Hans Jürgen Syberberg

Darsteller, Regie, Drehbuch, Kamera, Bauten, Schnitt, Ton, Produzent
Nossendorf, Vorpommern

Biografie

Hans Jürgen Syberberg wird am 8. Dezember 1935 in Nossendorf (Vorpommern) als Sohn eines Gutsbesitzers geboren. Bis 1947 lebt er auf dem Lande und zieht dann nach Rostock. Durch Benno Besson erhält er als Schüler die Erlaubnis Bertolt Brechts, das Berliner Ensemble zu besuchen, wo er 1952/53 mit einer 8mm-Kamera erste Filme dreht, Dokumente der Proben zu "Herr Puntila und sein Knecht Matti" und "Die Mutter" sowie eine komplette Aufführung des "Urfaust". Die Filme werden 1970 in der BRD (auf 35mm aufgeblasen) unter dem Titel "Nach meinem letzten Umzug" veröffentlicht. "Alles, was ich heute mache, gründet auf diesen ersten Versuchen, den Dokumenten einer systematischen Analyse und Reflexion, überhöht im Grunde" (Die freudlose Gesellschaft, S. 306).

++++++++++

#### Zu erledigende Aufgaben:
1. Schreiben Sie aus dem Textauszug über Hans Jürgen Syberberg die Stelle von „Hans Jürgen Syberberg wird“ bis einschließlich „Gesellschaft, S. 306).“ wortgetreu ab.
2. Setzen Sie den Textauszug über Hans Jürgen Syberberg im Anschluss an seinen letzten Satz fort.
Die Einträge stammen aus einer anderen Quelle als der Textauszug über Hans Jürgen Syberberg.

#### Angezeigte Informationen:
++++++++++

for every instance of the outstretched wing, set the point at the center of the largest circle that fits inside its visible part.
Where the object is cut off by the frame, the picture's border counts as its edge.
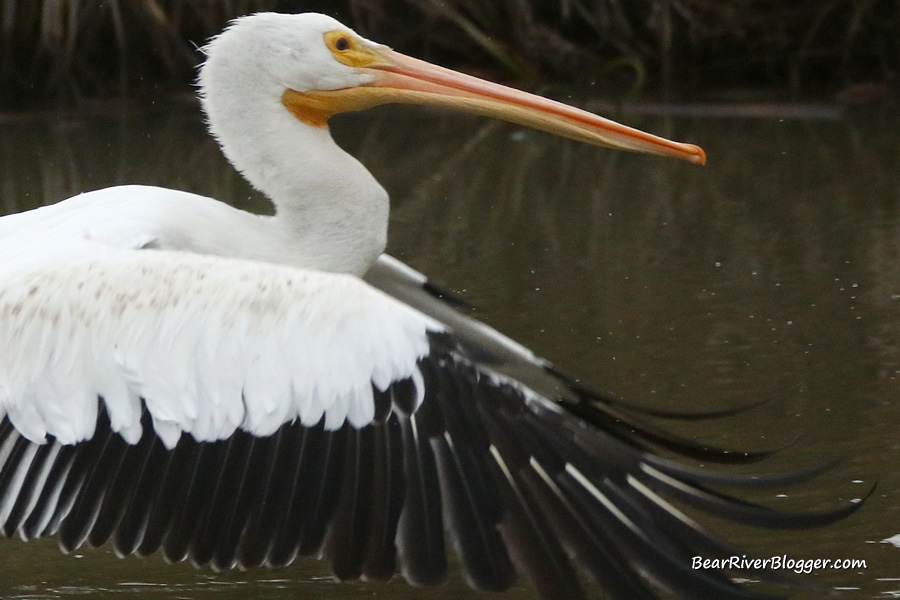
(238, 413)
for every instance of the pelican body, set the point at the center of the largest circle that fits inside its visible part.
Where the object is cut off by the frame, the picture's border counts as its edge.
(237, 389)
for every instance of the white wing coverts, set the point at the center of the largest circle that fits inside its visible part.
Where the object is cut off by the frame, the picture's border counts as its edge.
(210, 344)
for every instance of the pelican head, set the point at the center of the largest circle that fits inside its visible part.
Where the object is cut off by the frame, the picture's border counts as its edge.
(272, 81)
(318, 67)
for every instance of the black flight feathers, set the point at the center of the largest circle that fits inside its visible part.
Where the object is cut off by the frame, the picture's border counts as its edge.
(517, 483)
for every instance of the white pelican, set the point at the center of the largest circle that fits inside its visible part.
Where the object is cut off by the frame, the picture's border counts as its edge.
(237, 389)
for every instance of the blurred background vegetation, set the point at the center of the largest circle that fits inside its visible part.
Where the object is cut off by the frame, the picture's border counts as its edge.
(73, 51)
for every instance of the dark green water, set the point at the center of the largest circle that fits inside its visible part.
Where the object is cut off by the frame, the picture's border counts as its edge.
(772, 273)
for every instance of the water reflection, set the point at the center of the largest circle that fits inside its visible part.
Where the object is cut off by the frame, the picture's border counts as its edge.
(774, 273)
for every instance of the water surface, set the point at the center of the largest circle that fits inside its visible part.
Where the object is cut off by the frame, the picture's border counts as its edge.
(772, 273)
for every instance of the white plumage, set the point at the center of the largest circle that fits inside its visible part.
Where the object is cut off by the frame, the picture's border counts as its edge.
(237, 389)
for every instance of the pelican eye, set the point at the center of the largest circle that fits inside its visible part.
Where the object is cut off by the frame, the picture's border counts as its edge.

++++++++++

#### Liste der Antworten:
1.
Hans Jürgen Syberberg wird am 8. Dezember 1935 in Nossendorf (Vorpommern) als Sohn eines Gutsbesitzers geboren. Bis 1947 lebt er auf dem Lande und zieht dann nach Rostock. Durch Benno Besson erhält er als Schüler die Erlaubnis Bertolt Brechts, das Berliner Ensemble zu besuchen, wo er 1952/53 mit einer 8mm-Kamera erste Filme dreht, Dokumente der Proben zu "Herr Puntila und sein Knecht Matti" und "Die Mutter" sowie eine komplette Aufführung des "Urfaust". Die Filme werden 1970 in der BRD (auf 35mm aufgeblasen) unter dem Titel "Nach meinem letzten Umzug" veröffentlicht. "Alles, was ich heute mache, gründet auf diesen ersten Versuchen, den Dokumenten einer systematischen Analyse und Reflexion, überhöht im Grunde" (Die freudlose Gesellschaft, S. 306).

2.
Syberberg betont die Bedeutung jener frühen Jahre, zunächst weil das Leben auf dem Lande und die Abneigung seines Vaters gegenüber den Nazis ihm die Belastungen erspart hat, die viele seiner Altersgenossen bedrängen: "Ich lebte außerhalb der Nazi-Gesellschaft und darf mich heute unbeschädigt von ihren Folgen bewegen, immunisiert, ohne mich durch protestierende Profilierung von den Eltern absetzen zu müssen und ohne Racheerziehung gegen die ehemaligen Verfolger" (Die freudlose Gesellschaft, S. 146). Zum andern hat ihm das Leben in der DDR in ihrer Aufbauphase Erfahrungen verschafft, die sich radikal von der amerikanisierten Jugend anderer Regisseure des Neuen deutschen Films unterscheiden: "preußisch-konservativ, in klassischer Schule, ohne Kaugummi und Flipper, nicht umsonst in stalinistischer Epoche erzogen" (Syberbergs Filmbuch, S. 306).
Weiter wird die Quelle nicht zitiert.